--- Entries ---

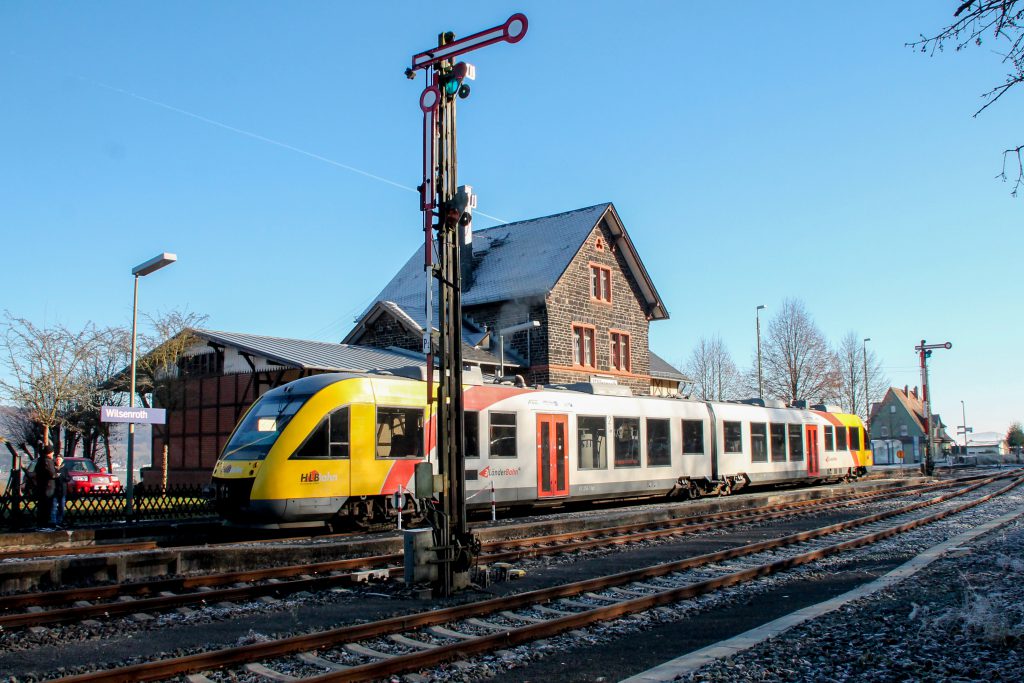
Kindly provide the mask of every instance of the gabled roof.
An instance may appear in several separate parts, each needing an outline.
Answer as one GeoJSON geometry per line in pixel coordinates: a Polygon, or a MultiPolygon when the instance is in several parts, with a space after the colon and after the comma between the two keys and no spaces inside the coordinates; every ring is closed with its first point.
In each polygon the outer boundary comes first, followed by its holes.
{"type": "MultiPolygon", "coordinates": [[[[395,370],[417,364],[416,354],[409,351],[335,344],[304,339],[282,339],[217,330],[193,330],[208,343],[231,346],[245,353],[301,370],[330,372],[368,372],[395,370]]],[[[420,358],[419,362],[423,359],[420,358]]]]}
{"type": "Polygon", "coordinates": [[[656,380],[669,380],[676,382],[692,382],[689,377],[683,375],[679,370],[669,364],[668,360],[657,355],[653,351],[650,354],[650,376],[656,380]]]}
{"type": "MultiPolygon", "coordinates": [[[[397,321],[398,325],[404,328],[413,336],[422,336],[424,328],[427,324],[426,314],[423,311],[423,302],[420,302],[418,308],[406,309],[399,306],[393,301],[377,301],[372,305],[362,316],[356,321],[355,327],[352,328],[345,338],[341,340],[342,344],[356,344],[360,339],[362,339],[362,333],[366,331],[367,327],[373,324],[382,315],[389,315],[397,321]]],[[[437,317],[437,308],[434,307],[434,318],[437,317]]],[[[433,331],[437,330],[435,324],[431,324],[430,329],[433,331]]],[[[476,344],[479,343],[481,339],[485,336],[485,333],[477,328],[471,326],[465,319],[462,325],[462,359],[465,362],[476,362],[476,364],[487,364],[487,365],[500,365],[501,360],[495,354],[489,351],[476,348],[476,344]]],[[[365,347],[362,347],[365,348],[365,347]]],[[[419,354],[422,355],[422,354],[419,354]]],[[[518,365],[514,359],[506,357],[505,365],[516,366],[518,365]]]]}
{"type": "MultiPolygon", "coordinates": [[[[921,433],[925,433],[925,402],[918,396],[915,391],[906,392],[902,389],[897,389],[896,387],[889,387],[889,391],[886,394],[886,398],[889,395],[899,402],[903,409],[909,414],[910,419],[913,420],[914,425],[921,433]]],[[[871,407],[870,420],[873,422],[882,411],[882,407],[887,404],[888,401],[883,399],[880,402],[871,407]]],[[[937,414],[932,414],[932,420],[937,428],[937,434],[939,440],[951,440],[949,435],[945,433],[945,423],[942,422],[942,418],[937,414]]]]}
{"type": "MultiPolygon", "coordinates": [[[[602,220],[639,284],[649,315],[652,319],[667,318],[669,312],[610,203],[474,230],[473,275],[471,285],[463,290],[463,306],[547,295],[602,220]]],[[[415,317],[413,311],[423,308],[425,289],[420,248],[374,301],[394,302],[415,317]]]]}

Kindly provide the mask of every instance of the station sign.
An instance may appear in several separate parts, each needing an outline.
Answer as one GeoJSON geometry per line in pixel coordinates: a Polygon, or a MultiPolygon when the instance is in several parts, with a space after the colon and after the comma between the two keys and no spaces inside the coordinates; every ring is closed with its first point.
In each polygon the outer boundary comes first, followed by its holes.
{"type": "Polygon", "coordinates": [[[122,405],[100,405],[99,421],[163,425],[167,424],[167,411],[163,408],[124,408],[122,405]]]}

---
--- Entries ---

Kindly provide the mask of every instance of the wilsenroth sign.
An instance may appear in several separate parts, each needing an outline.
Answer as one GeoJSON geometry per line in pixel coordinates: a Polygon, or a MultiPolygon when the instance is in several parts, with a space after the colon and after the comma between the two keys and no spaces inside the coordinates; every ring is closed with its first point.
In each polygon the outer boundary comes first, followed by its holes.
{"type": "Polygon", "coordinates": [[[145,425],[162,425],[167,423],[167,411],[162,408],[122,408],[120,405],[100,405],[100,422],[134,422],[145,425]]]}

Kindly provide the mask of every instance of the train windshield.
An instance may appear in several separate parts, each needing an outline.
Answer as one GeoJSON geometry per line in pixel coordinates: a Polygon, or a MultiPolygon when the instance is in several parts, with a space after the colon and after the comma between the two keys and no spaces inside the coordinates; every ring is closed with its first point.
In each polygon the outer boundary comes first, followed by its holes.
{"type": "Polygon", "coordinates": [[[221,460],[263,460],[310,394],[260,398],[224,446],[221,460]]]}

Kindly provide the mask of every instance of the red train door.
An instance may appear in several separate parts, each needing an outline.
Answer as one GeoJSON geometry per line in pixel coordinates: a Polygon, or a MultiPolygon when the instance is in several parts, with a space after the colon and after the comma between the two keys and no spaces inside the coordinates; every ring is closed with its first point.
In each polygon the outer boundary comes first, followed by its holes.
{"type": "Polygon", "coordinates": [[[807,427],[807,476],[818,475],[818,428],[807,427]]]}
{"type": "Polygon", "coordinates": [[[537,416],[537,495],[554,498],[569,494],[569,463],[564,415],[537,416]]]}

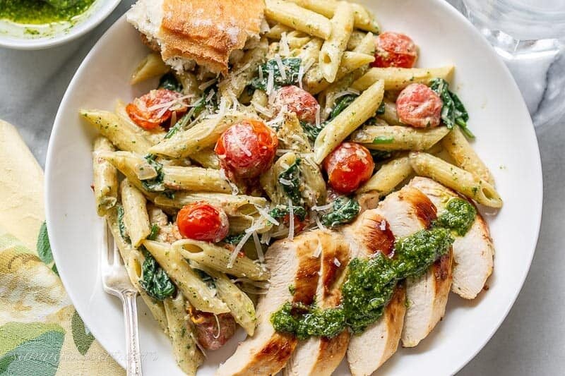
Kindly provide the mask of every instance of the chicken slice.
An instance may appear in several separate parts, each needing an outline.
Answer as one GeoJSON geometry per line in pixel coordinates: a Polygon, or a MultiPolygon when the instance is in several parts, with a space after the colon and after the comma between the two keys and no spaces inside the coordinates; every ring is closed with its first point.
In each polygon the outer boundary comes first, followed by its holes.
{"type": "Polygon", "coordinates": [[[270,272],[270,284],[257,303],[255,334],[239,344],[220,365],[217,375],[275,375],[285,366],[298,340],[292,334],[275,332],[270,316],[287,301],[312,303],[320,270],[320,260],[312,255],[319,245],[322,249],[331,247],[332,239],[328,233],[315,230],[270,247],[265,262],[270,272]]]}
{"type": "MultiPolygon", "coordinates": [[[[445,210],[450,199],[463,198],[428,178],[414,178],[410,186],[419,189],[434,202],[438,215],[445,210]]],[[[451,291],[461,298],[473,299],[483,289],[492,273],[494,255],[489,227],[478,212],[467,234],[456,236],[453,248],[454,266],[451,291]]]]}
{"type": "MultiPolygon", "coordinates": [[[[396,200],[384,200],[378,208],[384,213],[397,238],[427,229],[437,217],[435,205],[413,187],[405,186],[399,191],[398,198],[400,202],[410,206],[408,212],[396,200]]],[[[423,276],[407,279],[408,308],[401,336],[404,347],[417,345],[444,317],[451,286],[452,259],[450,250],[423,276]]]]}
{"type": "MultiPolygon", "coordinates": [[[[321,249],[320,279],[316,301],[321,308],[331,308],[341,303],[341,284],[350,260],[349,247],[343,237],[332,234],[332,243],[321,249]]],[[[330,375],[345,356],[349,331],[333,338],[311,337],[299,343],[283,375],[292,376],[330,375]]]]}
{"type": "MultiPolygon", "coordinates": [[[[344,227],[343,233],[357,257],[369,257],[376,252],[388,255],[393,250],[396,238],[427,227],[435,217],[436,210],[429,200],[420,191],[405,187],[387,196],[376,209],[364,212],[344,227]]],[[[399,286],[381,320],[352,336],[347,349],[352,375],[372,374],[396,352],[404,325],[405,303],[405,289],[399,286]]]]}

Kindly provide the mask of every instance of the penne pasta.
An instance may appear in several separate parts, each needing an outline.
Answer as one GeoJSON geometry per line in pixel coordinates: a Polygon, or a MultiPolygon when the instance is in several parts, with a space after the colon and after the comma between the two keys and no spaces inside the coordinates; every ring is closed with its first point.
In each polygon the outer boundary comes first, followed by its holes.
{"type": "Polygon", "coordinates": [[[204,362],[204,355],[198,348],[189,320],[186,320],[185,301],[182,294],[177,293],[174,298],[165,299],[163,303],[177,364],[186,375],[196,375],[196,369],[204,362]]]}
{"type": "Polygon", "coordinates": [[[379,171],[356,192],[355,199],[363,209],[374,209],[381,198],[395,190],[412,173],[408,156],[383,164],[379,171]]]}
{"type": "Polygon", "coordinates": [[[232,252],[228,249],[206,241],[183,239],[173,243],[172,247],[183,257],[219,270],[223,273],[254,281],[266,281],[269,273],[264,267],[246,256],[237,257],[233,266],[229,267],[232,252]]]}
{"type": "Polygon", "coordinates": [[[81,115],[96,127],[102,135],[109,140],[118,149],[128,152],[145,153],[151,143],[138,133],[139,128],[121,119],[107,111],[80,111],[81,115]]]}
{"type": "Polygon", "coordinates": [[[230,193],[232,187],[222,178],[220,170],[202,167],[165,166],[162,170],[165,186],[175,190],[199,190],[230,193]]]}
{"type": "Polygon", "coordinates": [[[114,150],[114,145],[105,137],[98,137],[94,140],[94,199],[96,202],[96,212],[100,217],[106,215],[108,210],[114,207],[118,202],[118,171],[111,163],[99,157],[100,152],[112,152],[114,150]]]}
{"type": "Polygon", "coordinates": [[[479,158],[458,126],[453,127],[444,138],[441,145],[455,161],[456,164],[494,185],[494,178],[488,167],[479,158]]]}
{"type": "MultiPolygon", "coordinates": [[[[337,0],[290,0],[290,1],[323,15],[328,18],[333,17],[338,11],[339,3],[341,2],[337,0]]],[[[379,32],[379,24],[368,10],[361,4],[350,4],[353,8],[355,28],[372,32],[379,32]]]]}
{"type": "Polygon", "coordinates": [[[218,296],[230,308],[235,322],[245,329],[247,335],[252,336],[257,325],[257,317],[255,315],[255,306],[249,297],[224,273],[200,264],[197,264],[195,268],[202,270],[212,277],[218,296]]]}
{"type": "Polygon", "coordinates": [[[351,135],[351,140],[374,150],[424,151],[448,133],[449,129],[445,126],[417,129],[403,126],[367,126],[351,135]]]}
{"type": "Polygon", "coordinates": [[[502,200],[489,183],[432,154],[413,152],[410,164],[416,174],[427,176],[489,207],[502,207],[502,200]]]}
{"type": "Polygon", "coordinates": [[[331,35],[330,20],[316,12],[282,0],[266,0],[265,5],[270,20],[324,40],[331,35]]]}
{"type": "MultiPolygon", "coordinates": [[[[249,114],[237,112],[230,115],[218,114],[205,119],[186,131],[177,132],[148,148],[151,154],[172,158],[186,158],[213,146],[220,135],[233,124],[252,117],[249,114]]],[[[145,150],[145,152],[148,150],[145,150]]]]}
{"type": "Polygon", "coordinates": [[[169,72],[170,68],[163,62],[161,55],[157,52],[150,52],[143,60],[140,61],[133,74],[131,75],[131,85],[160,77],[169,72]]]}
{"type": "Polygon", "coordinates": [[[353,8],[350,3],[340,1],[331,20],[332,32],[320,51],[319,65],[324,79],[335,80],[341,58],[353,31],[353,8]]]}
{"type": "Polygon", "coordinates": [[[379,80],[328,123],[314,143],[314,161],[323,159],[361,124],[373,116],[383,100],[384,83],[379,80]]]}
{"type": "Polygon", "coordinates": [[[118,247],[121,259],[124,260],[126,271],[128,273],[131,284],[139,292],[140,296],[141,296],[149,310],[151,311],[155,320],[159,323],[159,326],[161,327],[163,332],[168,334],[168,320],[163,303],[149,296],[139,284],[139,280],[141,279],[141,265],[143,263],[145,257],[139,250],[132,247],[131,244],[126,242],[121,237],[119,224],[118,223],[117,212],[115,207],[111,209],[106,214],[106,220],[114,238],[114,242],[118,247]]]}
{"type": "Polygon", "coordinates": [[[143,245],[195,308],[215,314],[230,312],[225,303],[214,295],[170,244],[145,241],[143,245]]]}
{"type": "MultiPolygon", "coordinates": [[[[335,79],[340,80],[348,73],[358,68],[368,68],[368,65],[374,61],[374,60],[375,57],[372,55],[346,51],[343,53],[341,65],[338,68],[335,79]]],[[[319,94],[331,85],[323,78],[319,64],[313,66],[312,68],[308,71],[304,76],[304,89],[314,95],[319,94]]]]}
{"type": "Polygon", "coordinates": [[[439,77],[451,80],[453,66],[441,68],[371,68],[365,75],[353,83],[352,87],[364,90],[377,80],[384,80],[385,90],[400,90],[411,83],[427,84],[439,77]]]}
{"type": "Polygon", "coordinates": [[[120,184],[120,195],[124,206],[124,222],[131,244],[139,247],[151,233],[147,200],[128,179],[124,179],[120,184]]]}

---
--- Entries ---

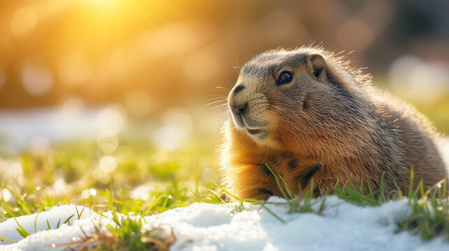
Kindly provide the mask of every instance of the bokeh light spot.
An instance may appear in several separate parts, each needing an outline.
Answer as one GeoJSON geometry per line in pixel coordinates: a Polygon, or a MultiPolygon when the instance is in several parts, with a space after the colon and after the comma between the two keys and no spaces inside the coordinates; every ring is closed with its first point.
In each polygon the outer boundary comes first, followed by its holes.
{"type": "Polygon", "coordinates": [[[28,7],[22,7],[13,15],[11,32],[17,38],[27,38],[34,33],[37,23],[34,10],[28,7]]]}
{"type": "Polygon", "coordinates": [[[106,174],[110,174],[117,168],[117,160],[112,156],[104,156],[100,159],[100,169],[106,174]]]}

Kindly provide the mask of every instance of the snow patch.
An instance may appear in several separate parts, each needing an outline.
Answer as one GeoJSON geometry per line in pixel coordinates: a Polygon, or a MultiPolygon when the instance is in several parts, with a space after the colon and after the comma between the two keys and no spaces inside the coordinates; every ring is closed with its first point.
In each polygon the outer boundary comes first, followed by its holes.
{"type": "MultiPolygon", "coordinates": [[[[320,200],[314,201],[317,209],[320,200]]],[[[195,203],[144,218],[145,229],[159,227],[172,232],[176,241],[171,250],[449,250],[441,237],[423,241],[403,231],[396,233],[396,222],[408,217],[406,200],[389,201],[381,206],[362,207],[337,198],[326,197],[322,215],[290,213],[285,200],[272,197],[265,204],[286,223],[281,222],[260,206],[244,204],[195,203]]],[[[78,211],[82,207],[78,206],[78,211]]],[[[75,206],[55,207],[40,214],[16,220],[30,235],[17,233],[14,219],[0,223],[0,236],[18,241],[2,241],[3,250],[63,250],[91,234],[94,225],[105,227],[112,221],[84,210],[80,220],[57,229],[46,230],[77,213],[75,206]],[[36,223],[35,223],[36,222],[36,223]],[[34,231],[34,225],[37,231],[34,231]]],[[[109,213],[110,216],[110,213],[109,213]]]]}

---

Report each row above that contains the word "train", copying every such row in full.

Kindly provide the mask of every instance of the train windshield.
Kindly provide the mask of every instance of the red train door.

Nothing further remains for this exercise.